## Task details:
Nothing in the records below should be altered when they are retyped.

## Data for this task:
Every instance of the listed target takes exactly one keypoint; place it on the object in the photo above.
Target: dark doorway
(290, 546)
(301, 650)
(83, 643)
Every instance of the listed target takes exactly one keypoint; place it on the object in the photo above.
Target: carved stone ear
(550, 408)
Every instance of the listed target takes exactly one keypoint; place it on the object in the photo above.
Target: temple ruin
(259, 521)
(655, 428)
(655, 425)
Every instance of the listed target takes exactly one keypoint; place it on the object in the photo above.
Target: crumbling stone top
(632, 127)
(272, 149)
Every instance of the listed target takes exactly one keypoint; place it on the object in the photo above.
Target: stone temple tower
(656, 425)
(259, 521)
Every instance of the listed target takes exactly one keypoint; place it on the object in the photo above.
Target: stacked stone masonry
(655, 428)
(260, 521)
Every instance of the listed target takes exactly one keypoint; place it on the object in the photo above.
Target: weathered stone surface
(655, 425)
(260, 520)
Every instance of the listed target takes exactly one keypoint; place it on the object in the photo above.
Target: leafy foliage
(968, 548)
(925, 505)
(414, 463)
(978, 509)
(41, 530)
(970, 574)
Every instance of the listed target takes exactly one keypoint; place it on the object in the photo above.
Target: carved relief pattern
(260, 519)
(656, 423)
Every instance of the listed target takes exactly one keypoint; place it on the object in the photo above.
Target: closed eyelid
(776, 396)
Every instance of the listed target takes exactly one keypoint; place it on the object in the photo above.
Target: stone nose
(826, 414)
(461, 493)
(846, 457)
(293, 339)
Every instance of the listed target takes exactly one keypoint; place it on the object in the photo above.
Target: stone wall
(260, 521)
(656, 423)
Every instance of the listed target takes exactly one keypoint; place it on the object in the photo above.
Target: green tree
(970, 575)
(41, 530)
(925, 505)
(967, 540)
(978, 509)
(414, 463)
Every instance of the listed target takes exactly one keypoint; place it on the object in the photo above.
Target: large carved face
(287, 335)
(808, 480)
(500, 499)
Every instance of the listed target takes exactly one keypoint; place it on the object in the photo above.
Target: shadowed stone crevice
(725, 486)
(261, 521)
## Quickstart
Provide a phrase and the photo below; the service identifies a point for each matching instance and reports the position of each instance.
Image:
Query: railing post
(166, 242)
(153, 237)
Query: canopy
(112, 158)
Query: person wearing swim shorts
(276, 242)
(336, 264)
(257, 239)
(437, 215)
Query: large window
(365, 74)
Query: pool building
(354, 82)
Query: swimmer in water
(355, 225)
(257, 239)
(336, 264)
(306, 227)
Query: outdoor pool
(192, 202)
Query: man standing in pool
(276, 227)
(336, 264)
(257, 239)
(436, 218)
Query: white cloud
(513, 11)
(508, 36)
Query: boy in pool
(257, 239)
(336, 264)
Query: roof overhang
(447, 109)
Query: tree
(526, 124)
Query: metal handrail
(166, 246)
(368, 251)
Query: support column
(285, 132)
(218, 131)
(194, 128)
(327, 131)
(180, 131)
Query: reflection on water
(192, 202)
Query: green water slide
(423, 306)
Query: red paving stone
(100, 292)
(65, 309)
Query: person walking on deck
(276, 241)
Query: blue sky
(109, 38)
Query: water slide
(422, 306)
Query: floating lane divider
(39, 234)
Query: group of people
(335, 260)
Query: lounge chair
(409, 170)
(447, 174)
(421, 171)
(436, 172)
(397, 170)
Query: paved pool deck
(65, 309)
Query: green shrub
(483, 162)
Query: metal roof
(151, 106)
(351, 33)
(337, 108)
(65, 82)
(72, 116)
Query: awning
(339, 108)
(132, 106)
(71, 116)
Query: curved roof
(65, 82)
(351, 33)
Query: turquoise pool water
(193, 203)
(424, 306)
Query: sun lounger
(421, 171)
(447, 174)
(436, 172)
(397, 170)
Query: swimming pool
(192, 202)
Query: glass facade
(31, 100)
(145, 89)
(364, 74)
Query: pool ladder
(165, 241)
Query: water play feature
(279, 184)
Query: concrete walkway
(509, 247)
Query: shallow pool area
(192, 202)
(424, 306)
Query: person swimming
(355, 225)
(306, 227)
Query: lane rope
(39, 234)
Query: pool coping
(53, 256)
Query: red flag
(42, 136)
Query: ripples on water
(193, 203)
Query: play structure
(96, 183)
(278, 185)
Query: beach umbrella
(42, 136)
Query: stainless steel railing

## Answer section:
Every instance of the listed target takes exactly one keypoint; place it on the object in the photo above.
Target: dark doorway
(290, 546)
(301, 650)
(83, 643)
Every instance of the listed target takes exactly one keypoint; place it on the object in the photo above.
Target: carved stone ear
(550, 408)
Every instance of the listed target takes exactly one keypoint; place it on the object in the photo above.
Target: temple ruin
(259, 521)
(655, 428)
(655, 425)
Every instance of the listed target takes exactly one keypoint; place it on the object in the photo above.
Target: crumbling stone top
(632, 127)
(272, 149)
Every instance of the listed target takes exactly one keypoint; place it on the object in the photo above.
Target: stone temple tower
(656, 425)
(259, 521)
Every instance of the listed target takes exactly one keypoint; place it on the object in the photo above.
Target: stacked stone masonry
(655, 428)
(260, 521)
Every instance of the listed target takes exactly one keypoint; place it on the object in the photo above.
Target: weathered stone surface
(655, 425)
(260, 520)
Every instance of the listed target takes exactly one keypoint; place it on the object in the photo above.
Target: leafy foliage
(968, 548)
(925, 505)
(414, 463)
(978, 509)
(41, 530)
(970, 574)
Every instance of the listed target takes exactly one keypoint; place it on the object in the photo above.
Target: carved relief pattern
(260, 519)
(656, 423)
Every instance of the listed target takes exactly one keypoint; place it on the object in the photo above.
Target: closed eyelid
(776, 396)
Every instance of the listed target takes exactly one keypoint; place it on the object in the photo above.
Target: stone nose
(826, 414)
(461, 493)
(846, 457)
(293, 339)
Every instance of the listed target takes exactly one keypoint; place it on the object in the photo above.
Target: stone wall
(260, 521)
(656, 423)
Every instance of the listed target takes exactly one keypoint; place it on the object in the photo above.
Target: green tree
(970, 575)
(41, 530)
(925, 505)
(967, 540)
(978, 509)
(414, 463)
Every instance of the listed target takes exactly one keypoint; place it on the object in the photo above.
Target: large carved face
(287, 335)
(808, 480)
(500, 499)
Every instance of the listed target takes exactly one keypoint; place it on the object in the photo above.
Target: shadowed stone crevice
(725, 486)
(261, 521)
## Quickstart
Provide a phrase and the photo below; the service identifies a point for each matching instance and reports the position of each instance.
Image:
Query: railing post
(166, 242)
(153, 237)
Query: canopy
(112, 158)
Query: person wearing swim shorts
(276, 242)
(336, 264)
(257, 239)
(437, 215)
Query: large window
(365, 74)
Query: pool building
(354, 82)
Query: swimmer in water
(355, 225)
(257, 239)
(336, 264)
(306, 227)
Query: outdoor pool
(192, 202)
Query: man standing in pool
(276, 227)
(336, 264)
(257, 239)
(436, 218)
Query: white cloud
(513, 11)
(508, 36)
Query: boy in pool
(257, 239)
(336, 264)
Query: roof overhang
(447, 109)
Query: tree
(526, 124)
Query: metal handrail
(166, 246)
(368, 251)
Query: support column
(285, 132)
(218, 131)
(194, 128)
(327, 131)
(180, 131)
Query: reflection on water
(192, 202)
Query: green water slide
(423, 306)
Query: red paving stone
(100, 292)
(65, 309)
Query: person walking on deck
(276, 241)
Query: blue sky
(109, 38)
Query: water slide
(422, 306)
Query: floating lane divider
(39, 234)
Query: group of people
(335, 260)
Query: lounge chair
(409, 170)
(447, 174)
(421, 171)
(436, 172)
(397, 170)
Query: paved pool deck
(65, 309)
Query: green shrub
(483, 162)
Query: metal roof
(151, 106)
(351, 33)
(337, 108)
(65, 82)
(72, 116)
Query: awning
(339, 108)
(132, 106)
(71, 116)
Query: curved roof
(65, 82)
(351, 33)
Query: turquoise pool water
(193, 203)
(424, 306)
Query: sun lounger
(421, 171)
(447, 174)
(436, 172)
(397, 170)
Query: swimming pool
(192, 202)
Query: glass facade
(31, 100)
(145, 89)
(364, 74)
Query: pool ladder
(165, 241)
Query: water play feature
(279, 184)
Query: concrete walkway
(509, 247)
Query: shallow pool area
(192, 202)
(424, 306)
Query: person swimming
(355, 225)
(306, 227)
Query: lane rope
(39, 234)
Query: pool coping
(53, 256)
Query: red flag
(42, 136)
Query: ripples on water
(193, 203)
Query: play structure
(96, 183)
(278, 185)
Query: beach umbrella
(42, 136)
Query: stainless steel railing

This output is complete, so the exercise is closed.